#### Instructions for the task
Continue the blog post below on internet monitoring and Canada's privacy commissioner, starting right after its last sentence about deep packet inspection.

#### Excerpt provided
————————
Wednesday, April 08, 2009

Privacy commissioner puts spotlight on internet monitoring technology

Well, once again, the US is being shown that it isn't as concerned with basic freedoms and civil rights as with, um, 'the war on terror':

In a stunning defense of President George W. Bush's warrantless wiretapping program, President Barack Obama has broadened the government's legal argument for immunizing his Administration and government agencies from lawsuits surrounding the National Security Agency's eavesdropping efforts. ....more

Canadians, on the other hand, are trying to promote an understanding of this landscape, so that an intelligent discourse can be pursued:

Canada's privacy commissioner has opened an online discussion on deep packet inspection, a technology that allows internet service providers and other organizations to intercept and examine packets of information as they are being sent over the internet.
————————
#### Source information
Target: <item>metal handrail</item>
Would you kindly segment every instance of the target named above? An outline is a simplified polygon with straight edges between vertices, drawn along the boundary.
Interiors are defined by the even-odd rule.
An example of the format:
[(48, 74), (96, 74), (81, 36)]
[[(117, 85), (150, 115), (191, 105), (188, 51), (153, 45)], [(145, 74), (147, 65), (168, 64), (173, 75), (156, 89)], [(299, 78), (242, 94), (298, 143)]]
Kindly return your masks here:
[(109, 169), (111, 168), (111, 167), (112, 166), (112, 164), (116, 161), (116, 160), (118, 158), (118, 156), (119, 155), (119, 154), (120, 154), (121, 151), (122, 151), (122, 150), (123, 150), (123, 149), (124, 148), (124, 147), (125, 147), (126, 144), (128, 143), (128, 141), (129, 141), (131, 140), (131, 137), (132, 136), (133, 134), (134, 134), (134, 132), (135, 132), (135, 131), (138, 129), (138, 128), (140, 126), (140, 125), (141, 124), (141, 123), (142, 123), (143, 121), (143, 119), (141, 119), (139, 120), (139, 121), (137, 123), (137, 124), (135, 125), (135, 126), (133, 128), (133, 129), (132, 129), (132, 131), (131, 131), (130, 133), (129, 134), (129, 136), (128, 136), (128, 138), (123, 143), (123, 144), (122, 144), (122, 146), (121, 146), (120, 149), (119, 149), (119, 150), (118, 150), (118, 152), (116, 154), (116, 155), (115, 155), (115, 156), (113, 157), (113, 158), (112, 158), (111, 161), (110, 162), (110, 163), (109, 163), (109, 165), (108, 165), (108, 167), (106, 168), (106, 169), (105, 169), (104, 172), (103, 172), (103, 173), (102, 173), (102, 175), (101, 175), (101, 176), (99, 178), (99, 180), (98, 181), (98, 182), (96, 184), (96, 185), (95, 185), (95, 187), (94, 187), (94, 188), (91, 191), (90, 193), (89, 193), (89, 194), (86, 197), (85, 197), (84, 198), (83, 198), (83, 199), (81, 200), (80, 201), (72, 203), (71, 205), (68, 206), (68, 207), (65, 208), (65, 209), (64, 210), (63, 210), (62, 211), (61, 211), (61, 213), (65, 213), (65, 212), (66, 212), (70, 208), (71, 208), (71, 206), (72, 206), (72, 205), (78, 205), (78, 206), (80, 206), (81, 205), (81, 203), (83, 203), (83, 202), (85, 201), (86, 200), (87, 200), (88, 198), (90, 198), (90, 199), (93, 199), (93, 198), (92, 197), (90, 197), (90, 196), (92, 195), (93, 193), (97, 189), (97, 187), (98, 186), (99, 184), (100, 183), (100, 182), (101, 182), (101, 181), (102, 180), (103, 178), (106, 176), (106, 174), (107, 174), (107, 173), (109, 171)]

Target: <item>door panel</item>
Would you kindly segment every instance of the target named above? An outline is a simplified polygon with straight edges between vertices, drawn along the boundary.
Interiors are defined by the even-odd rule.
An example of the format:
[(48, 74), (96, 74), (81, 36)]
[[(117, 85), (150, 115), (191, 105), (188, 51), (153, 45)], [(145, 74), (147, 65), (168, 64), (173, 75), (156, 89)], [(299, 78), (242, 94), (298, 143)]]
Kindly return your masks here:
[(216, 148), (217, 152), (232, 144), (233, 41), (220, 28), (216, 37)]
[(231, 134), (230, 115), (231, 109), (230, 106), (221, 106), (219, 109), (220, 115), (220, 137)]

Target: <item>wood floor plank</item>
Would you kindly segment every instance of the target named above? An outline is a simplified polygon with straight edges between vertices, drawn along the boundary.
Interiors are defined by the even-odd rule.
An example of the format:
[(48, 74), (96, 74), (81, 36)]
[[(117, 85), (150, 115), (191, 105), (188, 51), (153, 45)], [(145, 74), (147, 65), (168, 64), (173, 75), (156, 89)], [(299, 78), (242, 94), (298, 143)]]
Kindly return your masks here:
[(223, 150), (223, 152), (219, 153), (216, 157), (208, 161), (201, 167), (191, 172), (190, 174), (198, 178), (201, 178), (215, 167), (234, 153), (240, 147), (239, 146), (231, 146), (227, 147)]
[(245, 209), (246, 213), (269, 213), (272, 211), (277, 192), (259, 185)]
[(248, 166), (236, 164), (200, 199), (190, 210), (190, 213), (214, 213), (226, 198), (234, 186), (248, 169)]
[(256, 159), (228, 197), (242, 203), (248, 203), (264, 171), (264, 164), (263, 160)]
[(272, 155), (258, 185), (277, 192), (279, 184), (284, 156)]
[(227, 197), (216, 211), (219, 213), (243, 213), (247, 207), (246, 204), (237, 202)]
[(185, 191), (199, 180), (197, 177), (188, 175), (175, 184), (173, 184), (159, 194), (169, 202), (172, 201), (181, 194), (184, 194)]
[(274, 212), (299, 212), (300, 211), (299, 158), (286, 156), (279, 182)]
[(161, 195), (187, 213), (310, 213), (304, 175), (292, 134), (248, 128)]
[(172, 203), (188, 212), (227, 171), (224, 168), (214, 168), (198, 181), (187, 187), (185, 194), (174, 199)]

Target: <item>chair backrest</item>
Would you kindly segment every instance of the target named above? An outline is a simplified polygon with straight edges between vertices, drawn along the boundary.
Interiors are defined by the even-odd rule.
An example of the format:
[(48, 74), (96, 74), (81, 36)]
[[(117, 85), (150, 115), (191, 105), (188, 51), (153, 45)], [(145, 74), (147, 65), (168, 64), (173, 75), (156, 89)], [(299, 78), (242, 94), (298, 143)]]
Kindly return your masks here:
————————
#### Solved exercise
"We realized about a year ago that technologies involving network management were increasingly affecting how personal information of Canadians was being handled," said Colin McKay, director of research, education and outreach for the commissioner's office. ....more

If you aren't familiar with the technology of deep packet inspection, then you should probably be reading these reports, which also include issues of net neutrality and divides:


The real threat of censorship comes not from government guarantees of content neutrality, but from carriers discriminating on the basis of content, source, and destination—probably in favor of the powerful and against the weak. -Harry Abelson

It's not new news, for those of us with our ears to the digital wires, but it reiterates the fact that the internet is not necessarily neutral ground. It's infrastructure is largely privately owned and profit oriented, and because it grew up out of a Department of Defense project, the US has more control over the structure of the internet than any other single nation, via it's control over critical nodes in the infrastructure and via it's involvement in the naming organization that translates URLs into machine addressable locations.

That's all the cold-medicine addled brain has to offer up tonight.